### Goal
Return all of the material below line for line, with no changes.

Coordinate labeling data
==========

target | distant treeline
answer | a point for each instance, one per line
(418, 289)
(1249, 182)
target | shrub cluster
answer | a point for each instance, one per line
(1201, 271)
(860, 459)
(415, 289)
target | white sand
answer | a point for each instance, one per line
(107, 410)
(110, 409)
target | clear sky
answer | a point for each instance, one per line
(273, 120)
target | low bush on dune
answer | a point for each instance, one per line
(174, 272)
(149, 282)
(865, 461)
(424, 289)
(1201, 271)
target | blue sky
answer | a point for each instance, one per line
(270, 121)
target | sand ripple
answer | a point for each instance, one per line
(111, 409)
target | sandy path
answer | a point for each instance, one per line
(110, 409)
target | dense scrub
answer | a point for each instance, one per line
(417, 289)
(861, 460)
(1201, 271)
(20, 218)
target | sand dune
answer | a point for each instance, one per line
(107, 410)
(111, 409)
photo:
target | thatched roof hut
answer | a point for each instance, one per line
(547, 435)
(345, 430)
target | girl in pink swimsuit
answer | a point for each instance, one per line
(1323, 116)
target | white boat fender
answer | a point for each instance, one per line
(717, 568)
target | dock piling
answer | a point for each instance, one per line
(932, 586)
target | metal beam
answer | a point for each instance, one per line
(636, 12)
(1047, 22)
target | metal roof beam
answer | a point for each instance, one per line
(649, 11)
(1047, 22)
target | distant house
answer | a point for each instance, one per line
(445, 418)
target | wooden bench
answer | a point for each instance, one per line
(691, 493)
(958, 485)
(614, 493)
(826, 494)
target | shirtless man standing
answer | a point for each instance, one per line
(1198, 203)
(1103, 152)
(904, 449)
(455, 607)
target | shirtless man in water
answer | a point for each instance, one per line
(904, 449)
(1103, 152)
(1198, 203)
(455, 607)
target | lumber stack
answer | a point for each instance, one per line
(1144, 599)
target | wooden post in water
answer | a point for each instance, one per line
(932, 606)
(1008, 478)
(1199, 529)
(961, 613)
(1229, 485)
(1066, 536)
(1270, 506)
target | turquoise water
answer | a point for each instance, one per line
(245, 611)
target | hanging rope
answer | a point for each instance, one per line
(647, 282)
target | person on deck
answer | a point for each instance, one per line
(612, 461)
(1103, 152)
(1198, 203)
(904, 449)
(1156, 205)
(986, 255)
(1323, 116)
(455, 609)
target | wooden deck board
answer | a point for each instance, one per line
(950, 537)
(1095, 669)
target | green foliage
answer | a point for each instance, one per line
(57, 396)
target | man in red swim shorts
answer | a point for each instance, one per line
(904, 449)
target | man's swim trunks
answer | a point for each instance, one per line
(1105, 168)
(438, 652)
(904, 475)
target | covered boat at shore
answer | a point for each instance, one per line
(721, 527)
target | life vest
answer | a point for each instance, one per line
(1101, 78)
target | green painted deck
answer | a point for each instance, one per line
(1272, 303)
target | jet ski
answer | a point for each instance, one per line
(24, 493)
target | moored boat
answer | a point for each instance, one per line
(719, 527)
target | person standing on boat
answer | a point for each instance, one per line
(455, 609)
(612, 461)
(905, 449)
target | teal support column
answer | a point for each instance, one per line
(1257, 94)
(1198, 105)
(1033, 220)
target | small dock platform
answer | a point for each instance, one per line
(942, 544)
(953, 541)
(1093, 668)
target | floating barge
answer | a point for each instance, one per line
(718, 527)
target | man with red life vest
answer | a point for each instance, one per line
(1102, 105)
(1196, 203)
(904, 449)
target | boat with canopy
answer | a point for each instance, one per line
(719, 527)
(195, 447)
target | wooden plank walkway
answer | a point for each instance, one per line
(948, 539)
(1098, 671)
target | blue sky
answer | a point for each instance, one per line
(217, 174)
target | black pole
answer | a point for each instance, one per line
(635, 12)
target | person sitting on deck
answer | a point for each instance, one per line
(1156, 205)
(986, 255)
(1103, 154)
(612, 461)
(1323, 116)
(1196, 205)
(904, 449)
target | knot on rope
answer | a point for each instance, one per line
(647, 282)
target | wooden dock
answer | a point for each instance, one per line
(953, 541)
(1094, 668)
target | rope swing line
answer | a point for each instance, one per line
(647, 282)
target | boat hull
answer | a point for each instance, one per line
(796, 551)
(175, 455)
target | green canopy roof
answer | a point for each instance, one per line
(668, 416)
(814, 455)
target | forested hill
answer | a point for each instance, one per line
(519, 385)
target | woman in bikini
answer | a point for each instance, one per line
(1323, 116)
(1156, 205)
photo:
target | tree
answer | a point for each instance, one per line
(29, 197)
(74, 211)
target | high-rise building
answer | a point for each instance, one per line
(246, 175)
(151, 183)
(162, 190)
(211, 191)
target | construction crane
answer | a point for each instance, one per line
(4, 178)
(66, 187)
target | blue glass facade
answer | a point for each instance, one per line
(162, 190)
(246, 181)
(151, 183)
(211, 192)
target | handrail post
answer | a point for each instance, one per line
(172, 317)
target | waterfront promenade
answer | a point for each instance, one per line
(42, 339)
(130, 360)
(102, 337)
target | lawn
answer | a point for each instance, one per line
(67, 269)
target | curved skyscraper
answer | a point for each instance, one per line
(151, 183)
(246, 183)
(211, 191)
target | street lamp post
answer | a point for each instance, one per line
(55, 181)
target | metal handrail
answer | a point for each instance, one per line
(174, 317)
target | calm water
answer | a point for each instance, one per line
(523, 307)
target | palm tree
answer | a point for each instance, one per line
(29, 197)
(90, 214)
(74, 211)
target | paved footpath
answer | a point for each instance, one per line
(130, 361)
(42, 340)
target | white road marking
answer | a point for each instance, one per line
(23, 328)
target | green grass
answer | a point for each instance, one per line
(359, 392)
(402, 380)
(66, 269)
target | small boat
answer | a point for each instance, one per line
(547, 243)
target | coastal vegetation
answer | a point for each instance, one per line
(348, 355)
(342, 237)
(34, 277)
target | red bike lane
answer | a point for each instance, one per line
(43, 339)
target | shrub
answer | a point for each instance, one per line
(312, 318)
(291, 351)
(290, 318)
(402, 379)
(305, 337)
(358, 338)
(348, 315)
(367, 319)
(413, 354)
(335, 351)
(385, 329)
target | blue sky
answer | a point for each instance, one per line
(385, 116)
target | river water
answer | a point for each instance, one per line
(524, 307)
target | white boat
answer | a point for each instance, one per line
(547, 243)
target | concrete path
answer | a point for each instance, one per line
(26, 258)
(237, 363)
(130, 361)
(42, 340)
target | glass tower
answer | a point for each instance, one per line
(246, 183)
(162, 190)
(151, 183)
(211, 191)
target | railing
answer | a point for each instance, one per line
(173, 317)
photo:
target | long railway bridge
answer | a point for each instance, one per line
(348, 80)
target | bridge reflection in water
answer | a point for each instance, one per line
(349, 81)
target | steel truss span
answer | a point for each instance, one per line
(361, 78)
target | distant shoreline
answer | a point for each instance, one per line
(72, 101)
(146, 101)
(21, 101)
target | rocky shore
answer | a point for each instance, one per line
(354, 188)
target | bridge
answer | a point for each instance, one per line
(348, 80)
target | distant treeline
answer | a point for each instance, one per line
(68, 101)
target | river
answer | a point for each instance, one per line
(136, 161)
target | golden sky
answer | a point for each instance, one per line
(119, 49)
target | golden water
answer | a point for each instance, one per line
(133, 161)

==========

### Full solution
target | distant treeline
answer | a point for each instance, one per line
(418, 289)
(1249, 182)
target | shrub cluster
answer | a point for each instance, one per line
(1201, 271)
(860, 459)
(415, 289)
target | white sand
answer | a point for each instance, one per line
(107, 410)
(110, 409)
target | clear sky
answer | a point for each instance, one per line
(273, 120)
target | low bush on dune
answer | a point for each instance, one per line
(174, 272)
(149, 282)
(865, 461)
(424, 289)
(1201, 271)
target | blue sky
answer | a point for each instance, one per line
(270, 121)
target | sand ripple
answer | a point for each instance, one per line
(111, 409)
target | sandy path
answer | a point for each instance, one per line
(110, 409)
target | dense scrub
answer | a point for each instance, one per line
(417, 289)
(861, 460)
(1201, 271)
(20, 218)
target | sand dune
answer | a point for each instance, one per line
(107, 410)
(111, 409)
photo:
target | thatched roof hut
answer | a point for each instance, one per line
(547, 435)
(345, 430)
target | girl in pink swimsuit
answer | a point for each instance, one per line
(1323, 116)
target | white boat fender
answer | a point for each instance, one per line
(717, 568)
target | dock piling
answer | a point for each instance, one per line
(932, 586)
target | metal beam
answer | a point for each instance, one per line
(636, 12)
(1047, 22)
target | metal roof beam
answer | a point for each instance, one per line
(649, 11)
(1047, 22)
target | distant house
answer | a point for each instance, one per line
(445, 418)
target | wooden bench
answer | a point for each instance, one per line
(691, 493)
(958, 485)
(614, 493)
(826, 494)
target | shirtless man standing
answer | a point for each instance, one per line
(1198, 203)
(1103, 152)
(904, 449)
(455, 607)
target | shirtless man in water
answer | a point for each instance, one per line
(904, 449)
(1103, 152)
(1198, 203)
(455, 607)
target | lumber stack
answer | a point for each instance, one per line
(1144, 599)
target | wooden post in water
answer | a point for each instance, one per line
(932, 606)
(1008, 478)
(1199, 529)
(961, 613)
(1229, 485)
(1066, 536)
(1270, 506)
target | turquoise water
answer | a point for each instance, one per line
(245, 611)
target | hanging rope
answer | a point for each instance, one per line
(647, 282)
target | person on deck
answer | a point for each instance, one per line
(612, 461)
(1103, 152)
(1198, 203)
(904, 449)
(1156, 205)
(986, 255)
(1323, 116)
(455, 609)
target | wooden deck board
answer | a point for each instance, one per line
(950, 537)
(1095, 669)
target | green foliage
answer | a point for each instance, one per line
(57, 396)
target | man in red swim shorts
answer | a point for each instance, one per line
(904, 449)
target | man's swim trunks
answer | a point for each instance, one per line
(1105, 168)
(438, 652)
(904, 475)
target | covered boat at shore
answer | a point for each instance, one per line
(721, 527)
target | life vest
answer | a point for each instance, one per line
(1101, 78)
target | green painted deck
answer | a point for each instance, one per line
(1272, 303)
target | jet ski
answer | a point for each instance, one per line
(24, 493)
target | moored boat
answer | a point for each instance, one per line
(719, 527)
target | person standing on boat
answer | a point for each instance, one per line
(455, 609)
(612, 461)
(905, 449)
target | teal support column
answer | a point for each instance, one per line
(1257, 94)
(1198, 105)
(1033, 220)
target | small dock platform
answer | a point for each instance, one per line
(942, 544)
(953, 541)
(1093, 668)
target | floating barge
answer | a point for each instance, one per line
(718, 527)
target | man with red life vest
answer | a point for each instance, one per line
(1102, 105)
(1196, 203)
(904, 449)
target | boat with canopy
answer | a point for each instance, one per line
(719, 527)
(195, 447)
target | wooden plank walkway
answer | a point for each instance, one per line
(948, 539)
(1098, 671)
target | blue sky
answer | a point for each instance, one per line
(217, 174)
target | black pole
answer | a point for each instance, one per line
(635, 12)
target | person sitting on deck
answer | a point for each instance, one per line
(1156, 205)
(986, 255)
(1103, 154)
(612, 461)
(1323, 116)
(1196, 205)
(904, 449)
target | knot on rope
answer | a point for each instance, one per line
(647, 282)
target | wooden dock
answer | a point for each instance, one per line
(953, 541)
(1094, 668)
target | rope swing line
answer | a point for each instance, one per line
(647, 282)
target | boat hull
answer | a point for each instance, one per line
(796, 551)
(175, 455)
target | green canopy roof
answer | a point for each instance, one per line
(668, 416)
(814, 455)
target | forested hill
answer | a point for each instance, one per line
(519, 385)
target | woman in bikini
answer | a point for each instance, one per line
(1323, 116)
(1156, 205)
photo:
target | tree
answer | a point for each instance, one per line
(29, 197)
(74, 211)
target | high-rise building
answer | a point for each instance, one per line
(246, 175)
(151, 183)
(162, 190)
(211, 191)
target | construction crane
answer | a point for each instance, one per line
(4, 178)
(66, 187)
target | blue glass facade
answer | a point for each instance, one per line
(162, 190)
(246, 181)
(151, 183)
(211, 192)
target | handrail post
answer | a point for each instance, one per line
(172, 317)
target | waterfront promenade
answer | a point for each instance, one per line
(42, 339)
(130, 360)
(102, 337)
target | lawn
answer | a point for each instance, one per line
(67, 269)
target | curved skyscraper
answer | a point for each instance, one per line
(151, 183)
(246, 183)
(211, 191)
target | street lamp post
answer | a point for each instance, one per line
(55, 181)
target | metal handrail
answer | a point for each instance, one per line
(174, 317)
target | calm water
answer | a point for each instance, one per line
(523, 307)
target | palm tree
answer | a point for each instance, one per line
(29, 197)
(90, 214)
(74, 211)
target | paved footpath
answer | a point for each instance, one per line
(130, 361)
(42, 340)
target | white road marking
answer | a point for each instance, one per line
(23, 328)
target | green grass
answer | a point for each instance, one per line
(359, 392)
(402, 380)
(66, 269)
target | small boat
answer | a point for each instance, one per line
(547, 243)
target | coastal vegetation
answer | a point for each instance, one per line
(348, 355)
(342, 237)
(34, 277)
target | red bike lane
answer | a point for each instance, one per line
(43, 339)
target | shrub
answer | a point for each instance, one per line
(312, 318)
(291, 351)
(290, 318)
(402, 379)
(305, 337)
(358, 338)
(348, 315)
(367, 319)
(413, 354)
(335, 351)
(385, 329)
target | blue sky
answer | a point for each instance, one per line
(385, 116)
target | river water
answer | a point for each instance, one per line
(524, 307)
target | white boat
answer | a point for each instance, one per line
(547, 243)
target | concrete path
answer | a point for each instance, one per line
(26, 258)
(237, 363)
(130, 361)
(42, 340)
target | glass tower
answer | a point for each instance, one per line
(246, 183)
(162, 190)
(151, 183)
(211, 191)
target | railing
answer | a point for each instance, one per line
(173, 317)
photo:
target | long railway bridge
answer | a point for each instance, one per line
(348, 80)
target | bridge reflection in water
answer | a point for each instance, one per line
(349, 81)
target | steel truss span
answer | a point for each instance, one per line
(361, 78)
target | distant shoreline
answer | a point for each instance, one per line
(72, 101)
(146, 101)
(21, 101)
target | rocky shore
answer | a point for each instance, one per line
(354, 188)
target | bridge
answer | a point for each instance, one per line
(348, 80)
target | distant treeline
answer | a point for each instance, one per line
(68, 101)
target | river
answer | a point for each instance, one per line
(136, 161)
target | golden sky
answer | a point for each instance, one per line
(119, 49)
target | golden water
answer | a point for each instance, one per line
(133, 161)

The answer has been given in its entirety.